Work required: Take the data from its first line. Print each line exactly until the line containing "column 836, row 807" has been printed too.

Records excerpted from a collection:
____

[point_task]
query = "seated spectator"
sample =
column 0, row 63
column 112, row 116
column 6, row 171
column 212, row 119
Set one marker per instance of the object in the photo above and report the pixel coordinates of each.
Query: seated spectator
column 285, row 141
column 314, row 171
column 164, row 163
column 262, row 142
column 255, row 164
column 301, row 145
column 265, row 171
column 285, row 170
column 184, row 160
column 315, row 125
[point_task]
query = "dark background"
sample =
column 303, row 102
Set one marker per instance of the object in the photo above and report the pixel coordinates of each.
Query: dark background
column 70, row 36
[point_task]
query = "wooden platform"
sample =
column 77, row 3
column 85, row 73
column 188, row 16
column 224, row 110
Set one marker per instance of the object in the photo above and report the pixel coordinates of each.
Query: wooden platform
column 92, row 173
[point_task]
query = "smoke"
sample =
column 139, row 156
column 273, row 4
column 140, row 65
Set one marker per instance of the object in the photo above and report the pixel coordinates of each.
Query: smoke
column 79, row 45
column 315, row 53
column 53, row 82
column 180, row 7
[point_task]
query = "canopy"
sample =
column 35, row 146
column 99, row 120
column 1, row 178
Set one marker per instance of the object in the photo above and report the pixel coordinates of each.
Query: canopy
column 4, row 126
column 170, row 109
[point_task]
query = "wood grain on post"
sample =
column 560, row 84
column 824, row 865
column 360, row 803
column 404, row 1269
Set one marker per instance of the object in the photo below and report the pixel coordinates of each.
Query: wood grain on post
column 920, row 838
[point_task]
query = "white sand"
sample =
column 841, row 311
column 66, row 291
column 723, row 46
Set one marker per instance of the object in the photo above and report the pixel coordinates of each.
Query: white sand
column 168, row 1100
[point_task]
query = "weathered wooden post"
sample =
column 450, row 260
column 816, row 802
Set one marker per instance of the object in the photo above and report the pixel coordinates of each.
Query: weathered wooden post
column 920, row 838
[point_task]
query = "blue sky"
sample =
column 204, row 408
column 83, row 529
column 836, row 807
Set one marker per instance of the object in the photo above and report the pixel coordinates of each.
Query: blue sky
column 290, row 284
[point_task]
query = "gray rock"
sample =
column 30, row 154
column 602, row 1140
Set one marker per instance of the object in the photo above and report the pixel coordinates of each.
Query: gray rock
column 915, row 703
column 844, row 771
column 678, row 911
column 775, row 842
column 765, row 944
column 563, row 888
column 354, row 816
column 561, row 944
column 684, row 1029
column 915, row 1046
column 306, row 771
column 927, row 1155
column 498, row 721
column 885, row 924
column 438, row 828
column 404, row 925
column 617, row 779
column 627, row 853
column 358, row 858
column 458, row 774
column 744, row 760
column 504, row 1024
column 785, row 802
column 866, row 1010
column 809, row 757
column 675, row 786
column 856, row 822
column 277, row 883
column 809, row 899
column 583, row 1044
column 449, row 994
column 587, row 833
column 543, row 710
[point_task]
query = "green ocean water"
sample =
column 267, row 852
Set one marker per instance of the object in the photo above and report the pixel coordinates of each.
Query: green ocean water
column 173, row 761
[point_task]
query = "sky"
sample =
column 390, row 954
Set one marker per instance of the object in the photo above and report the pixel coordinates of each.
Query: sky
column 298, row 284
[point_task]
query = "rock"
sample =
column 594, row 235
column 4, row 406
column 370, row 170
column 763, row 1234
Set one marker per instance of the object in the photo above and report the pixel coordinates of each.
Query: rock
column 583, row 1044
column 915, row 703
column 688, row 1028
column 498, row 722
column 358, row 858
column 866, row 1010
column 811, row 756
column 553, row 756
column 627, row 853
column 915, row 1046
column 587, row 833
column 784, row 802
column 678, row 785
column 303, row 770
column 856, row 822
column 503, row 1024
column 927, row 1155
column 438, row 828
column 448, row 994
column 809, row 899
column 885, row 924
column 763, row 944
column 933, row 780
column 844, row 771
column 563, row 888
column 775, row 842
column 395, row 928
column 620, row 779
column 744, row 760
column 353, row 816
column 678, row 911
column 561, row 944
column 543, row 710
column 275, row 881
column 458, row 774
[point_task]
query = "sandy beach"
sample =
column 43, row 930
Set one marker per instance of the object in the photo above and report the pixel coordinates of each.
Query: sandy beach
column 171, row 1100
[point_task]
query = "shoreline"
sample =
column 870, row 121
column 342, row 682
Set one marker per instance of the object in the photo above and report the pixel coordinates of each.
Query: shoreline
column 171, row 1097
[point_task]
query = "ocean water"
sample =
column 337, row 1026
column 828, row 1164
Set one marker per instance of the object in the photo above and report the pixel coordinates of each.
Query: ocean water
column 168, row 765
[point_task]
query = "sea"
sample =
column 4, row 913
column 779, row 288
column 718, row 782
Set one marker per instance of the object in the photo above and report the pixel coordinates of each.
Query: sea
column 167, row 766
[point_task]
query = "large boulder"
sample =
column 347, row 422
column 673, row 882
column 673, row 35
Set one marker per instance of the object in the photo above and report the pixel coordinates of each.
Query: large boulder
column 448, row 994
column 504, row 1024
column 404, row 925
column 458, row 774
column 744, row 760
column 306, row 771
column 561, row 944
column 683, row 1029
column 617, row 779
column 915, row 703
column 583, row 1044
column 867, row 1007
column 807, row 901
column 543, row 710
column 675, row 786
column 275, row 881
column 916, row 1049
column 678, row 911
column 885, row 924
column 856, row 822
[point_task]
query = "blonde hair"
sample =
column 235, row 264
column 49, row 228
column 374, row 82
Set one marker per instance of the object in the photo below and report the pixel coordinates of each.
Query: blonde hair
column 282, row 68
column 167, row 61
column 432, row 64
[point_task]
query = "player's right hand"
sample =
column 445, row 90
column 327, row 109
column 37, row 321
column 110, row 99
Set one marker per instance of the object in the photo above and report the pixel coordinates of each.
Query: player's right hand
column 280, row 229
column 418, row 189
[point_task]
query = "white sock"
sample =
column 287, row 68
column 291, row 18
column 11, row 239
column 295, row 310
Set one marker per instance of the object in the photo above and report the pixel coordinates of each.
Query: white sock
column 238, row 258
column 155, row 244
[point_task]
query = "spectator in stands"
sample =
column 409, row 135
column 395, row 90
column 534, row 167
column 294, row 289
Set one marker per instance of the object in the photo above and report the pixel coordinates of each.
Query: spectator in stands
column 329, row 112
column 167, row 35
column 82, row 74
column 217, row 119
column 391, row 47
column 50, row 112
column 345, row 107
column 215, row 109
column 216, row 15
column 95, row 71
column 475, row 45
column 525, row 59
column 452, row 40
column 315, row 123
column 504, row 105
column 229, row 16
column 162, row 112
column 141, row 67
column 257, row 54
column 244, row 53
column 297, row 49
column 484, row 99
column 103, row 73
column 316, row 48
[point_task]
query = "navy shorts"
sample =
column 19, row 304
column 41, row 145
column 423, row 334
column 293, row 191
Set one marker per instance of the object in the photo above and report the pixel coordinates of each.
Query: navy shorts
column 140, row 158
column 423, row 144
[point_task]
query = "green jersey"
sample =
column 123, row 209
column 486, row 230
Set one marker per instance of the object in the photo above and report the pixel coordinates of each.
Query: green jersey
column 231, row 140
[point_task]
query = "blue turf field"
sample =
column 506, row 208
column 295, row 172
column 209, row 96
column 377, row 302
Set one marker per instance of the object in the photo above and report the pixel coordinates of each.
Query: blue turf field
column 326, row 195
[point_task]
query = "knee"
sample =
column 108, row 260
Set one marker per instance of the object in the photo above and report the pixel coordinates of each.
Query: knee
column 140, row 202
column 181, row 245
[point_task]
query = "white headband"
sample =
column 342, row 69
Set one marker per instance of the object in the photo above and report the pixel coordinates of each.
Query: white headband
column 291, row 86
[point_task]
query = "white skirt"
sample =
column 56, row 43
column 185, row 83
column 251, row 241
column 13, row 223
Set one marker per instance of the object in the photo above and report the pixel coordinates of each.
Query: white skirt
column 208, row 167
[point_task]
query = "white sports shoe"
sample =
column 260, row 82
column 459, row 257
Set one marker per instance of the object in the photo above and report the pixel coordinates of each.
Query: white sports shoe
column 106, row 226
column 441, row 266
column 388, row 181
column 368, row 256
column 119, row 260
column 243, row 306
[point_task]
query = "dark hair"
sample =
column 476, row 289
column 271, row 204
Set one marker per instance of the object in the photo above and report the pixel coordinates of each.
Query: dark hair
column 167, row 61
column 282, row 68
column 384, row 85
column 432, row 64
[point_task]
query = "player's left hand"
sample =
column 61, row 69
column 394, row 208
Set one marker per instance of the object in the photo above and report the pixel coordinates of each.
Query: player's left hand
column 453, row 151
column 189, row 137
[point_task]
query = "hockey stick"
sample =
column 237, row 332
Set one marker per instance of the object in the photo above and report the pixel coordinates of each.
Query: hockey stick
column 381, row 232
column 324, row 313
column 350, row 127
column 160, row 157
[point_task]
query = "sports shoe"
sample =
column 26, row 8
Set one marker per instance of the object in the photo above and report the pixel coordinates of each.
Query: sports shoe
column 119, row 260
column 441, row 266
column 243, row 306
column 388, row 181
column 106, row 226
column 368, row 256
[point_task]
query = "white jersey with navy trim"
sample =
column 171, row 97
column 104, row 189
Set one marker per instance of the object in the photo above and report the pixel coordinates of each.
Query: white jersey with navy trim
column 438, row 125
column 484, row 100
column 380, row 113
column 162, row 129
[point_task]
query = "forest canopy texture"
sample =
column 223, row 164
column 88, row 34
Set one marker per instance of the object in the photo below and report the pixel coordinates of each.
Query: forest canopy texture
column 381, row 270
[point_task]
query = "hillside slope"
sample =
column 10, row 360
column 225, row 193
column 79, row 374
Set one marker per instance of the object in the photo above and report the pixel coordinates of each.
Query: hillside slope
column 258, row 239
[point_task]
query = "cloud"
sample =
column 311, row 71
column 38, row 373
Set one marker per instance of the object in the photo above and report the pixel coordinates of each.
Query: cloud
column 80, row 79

____

Reply:
[point_task]
query = "seated spectator"
sample =
column 0, row 63
column 112, row 116
column 6, row 171
column 212, row 119
Set one marker per instance of the object in the photo above and report the pixel coordinates of each.
Query: seated spectator
column 285, row 141
column 314, row 171
column 164, row 163
column 262, row 142
column 255, row 164
column 301, row 145
column 265, row 171
column 285, row 170
column 184, row 160
column 315, row 125
[point_task]
query = "dark background"
sample =
column 303, row 102
Set one marker per instance of the object in the photo above and report the pixel coordinates of each.
Query: dark background
column 70, row 36
[point_task]
query = "wooden platform"
sample =
column 77, row 3
column 85, row 73
column 188, row 16
column 224, row 110
Set one marker per instance of the object in the photo above and report the pixel coordinates of each.
Query: wooden platform
column 92, row 173
[point_task]
query = "smoke"
sample =
column 139, row 156
column 273, row 4
column 140, row 65
Set one marker per instance of the object in the photo above and report the pixel coordinates of each.
Query: smoke
column 79, row 45
column 315, row 53
column 53, row 82
column 180, row 7
[point_task]
query = "canopy"
sample =
column 35, row 146
column 99, row 120
column 1, row 178
Set one marker per instance of the object in the photo above and report the pixel coordinates of each.
Query: canopy
column 4, row 126
column 170, row 109
[point_task]
query = "wood grain on post"
sample =
column 560, row 84
column 824, row 865
column 360, row 803
column 404, row 1269
Set one marker per instance of the object in the photo below and report the pixel coordinates of each.
Query: wood grain on post
column 920, row 838
[point_task]
query = "white sand"
sample =
column 841, row 311
column 66, row 291
column 723, row 46
Set one marker per instance of the object in the photo above and report the pixel coordinates of each.
Query: white sand
column 168, row 1100
[point_task]
query = "weathered wooden post"
sample =
column 450, row 260
column 816, row 802
Set one marker per instance of the object in the photo above and report the pixel coordinates of each.
Query: weathered wooden post
column 920, row 838
[point_task]
query = "blue sky"
sample =
column 204, row 408
column 83, row 529
column 836, row 807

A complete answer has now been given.